##### 阅读摘录

通配符: * ? [xX2] [-] [^]

3.2 根据文件类型搜索

选项 -type
f : regular file
d : directory
l : symbolic link

3.3 获取文件绝对路径

利用readlink -f选项,对普通文件操作

  1. # 获取当前路径下所有 .txt 类型文件的绝对路径
  2. find . -type f -name "*.txt" -print0 | xargs -0 readlink -f

3.4 获取文件名部分

-printf 输出 可以根据修饰符来判决输出形式:
%f : basename
%p : 获取路径自身
%P : 获取除了find搜索路径的剩余部分

  1. find . -type f -name "*.txt" -printf "%f\n"

3.5 执行命令选项 -exec

配合find命令搜索进而执行后续cmd. -exec cmd 直到 ; 之间的参数,都将作为cmd的参数传入,而 { } 将作为find搜索到的文件名的替换占位符,同样作为cmd的参数.
Tips: ; 需要使用 \ 进行转义以防止被shell扩展它用。

##########
##### 提供数据

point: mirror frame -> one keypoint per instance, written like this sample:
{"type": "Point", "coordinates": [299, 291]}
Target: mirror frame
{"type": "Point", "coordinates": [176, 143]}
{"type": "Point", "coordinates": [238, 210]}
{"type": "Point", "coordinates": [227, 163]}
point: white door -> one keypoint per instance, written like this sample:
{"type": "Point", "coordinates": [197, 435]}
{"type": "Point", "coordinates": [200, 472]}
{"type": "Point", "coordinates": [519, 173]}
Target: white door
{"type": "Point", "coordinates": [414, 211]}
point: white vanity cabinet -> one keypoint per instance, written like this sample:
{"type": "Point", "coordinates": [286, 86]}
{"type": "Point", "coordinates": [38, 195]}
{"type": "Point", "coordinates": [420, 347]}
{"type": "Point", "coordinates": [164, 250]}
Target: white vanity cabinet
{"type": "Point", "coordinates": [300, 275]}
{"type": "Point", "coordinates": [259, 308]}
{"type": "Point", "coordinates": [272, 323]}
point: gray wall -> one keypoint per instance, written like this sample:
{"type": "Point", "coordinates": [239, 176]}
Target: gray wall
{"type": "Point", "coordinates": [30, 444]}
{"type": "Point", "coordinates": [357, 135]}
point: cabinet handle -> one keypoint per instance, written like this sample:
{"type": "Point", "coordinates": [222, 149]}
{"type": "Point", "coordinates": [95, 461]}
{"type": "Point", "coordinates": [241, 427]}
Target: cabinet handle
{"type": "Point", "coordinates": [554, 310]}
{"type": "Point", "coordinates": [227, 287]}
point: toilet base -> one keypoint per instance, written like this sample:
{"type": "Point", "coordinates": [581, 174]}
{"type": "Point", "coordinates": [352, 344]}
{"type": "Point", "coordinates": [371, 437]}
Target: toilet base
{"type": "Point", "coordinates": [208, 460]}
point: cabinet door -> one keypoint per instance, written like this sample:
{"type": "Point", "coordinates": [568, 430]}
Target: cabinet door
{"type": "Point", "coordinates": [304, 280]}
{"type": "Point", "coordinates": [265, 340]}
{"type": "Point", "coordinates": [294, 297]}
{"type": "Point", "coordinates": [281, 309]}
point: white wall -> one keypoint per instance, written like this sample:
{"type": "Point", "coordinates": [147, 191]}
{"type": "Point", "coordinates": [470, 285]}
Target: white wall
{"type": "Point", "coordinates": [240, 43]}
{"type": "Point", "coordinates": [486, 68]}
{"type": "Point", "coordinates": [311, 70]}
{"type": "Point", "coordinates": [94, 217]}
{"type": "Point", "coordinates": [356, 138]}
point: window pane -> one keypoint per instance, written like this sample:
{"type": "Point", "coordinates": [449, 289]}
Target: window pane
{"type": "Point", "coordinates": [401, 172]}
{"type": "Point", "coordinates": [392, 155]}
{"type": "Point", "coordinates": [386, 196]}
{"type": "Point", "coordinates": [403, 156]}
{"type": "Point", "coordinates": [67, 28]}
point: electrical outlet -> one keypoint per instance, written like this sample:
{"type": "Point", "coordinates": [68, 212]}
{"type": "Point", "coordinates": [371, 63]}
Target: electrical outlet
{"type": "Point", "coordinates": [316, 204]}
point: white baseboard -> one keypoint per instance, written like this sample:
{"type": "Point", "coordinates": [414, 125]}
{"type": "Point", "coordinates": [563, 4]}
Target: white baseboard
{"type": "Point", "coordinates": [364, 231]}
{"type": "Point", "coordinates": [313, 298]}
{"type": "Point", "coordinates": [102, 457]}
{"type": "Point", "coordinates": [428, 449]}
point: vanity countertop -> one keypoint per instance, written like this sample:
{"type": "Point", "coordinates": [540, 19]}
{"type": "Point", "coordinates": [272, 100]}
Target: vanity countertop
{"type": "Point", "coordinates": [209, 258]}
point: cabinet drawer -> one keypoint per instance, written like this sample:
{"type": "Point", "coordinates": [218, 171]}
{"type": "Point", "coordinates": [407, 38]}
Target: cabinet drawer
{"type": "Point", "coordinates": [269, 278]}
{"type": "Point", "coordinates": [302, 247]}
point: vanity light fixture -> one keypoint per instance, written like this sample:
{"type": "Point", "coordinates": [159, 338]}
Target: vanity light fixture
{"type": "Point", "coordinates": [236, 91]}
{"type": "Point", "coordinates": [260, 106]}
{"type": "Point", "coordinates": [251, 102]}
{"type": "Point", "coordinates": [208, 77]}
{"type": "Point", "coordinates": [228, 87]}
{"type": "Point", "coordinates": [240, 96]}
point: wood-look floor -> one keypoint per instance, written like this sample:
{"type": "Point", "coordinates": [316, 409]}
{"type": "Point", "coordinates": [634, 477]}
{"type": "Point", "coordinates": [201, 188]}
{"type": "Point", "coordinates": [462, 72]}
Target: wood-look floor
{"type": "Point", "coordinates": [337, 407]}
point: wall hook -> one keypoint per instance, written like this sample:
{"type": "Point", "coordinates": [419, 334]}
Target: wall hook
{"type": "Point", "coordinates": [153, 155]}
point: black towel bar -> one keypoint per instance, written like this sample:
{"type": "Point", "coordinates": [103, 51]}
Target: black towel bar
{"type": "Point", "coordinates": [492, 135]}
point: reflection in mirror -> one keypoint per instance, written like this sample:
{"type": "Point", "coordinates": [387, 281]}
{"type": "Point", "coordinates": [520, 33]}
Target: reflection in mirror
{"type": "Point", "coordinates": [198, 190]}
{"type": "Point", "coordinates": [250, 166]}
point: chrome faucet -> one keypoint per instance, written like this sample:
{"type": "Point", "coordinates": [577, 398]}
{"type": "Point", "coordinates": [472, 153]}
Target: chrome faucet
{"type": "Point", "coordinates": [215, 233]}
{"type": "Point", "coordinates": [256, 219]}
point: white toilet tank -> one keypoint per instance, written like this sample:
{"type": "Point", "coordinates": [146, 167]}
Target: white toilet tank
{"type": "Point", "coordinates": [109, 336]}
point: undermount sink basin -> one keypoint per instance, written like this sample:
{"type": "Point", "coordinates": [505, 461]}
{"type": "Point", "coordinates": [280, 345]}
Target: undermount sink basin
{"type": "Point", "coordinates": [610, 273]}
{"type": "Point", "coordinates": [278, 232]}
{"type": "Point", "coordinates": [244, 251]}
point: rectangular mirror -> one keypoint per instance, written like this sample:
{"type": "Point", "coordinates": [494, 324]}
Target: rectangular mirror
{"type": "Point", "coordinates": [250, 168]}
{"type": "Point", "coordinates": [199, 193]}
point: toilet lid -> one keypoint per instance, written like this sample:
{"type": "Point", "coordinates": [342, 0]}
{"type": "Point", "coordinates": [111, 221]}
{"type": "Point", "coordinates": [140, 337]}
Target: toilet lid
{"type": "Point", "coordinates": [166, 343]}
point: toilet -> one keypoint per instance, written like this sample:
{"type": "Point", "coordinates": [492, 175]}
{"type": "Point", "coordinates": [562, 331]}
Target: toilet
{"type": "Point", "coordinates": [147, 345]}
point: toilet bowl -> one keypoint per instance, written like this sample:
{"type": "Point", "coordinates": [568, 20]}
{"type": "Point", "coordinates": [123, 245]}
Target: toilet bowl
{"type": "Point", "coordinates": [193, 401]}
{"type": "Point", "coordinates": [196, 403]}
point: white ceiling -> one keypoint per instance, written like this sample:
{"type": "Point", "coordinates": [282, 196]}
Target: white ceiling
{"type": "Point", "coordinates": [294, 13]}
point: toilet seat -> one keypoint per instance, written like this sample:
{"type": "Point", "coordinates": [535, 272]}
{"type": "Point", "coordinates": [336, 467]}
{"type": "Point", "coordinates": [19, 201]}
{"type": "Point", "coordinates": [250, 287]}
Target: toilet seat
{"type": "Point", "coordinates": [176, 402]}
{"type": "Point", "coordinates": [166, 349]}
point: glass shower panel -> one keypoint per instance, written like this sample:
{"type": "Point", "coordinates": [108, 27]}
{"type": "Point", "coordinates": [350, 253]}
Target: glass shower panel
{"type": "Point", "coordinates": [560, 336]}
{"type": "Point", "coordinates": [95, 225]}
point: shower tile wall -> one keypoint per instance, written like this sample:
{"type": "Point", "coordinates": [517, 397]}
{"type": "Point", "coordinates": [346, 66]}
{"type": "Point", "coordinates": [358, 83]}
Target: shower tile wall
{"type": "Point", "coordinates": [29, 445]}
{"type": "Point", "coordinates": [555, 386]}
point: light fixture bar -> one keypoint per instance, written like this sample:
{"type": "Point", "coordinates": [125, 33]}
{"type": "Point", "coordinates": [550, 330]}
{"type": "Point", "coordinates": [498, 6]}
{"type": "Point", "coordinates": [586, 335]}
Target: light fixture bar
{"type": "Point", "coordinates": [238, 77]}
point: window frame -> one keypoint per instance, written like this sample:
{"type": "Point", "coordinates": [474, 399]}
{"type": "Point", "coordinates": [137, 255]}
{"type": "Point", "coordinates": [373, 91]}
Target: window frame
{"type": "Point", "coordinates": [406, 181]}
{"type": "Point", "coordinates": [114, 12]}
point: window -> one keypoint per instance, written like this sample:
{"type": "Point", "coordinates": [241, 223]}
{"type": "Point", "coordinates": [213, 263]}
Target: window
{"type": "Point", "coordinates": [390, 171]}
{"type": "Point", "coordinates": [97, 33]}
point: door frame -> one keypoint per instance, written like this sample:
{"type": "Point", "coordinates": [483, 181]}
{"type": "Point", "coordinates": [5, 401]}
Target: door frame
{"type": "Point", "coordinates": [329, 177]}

##########

任务要求
在这段关于 find 命令的摘录中,使用 -exec 时为什么要在分号前加 \?

本题解答
因为分号需要用 \ 转义,以防止被 shell 扩展它用。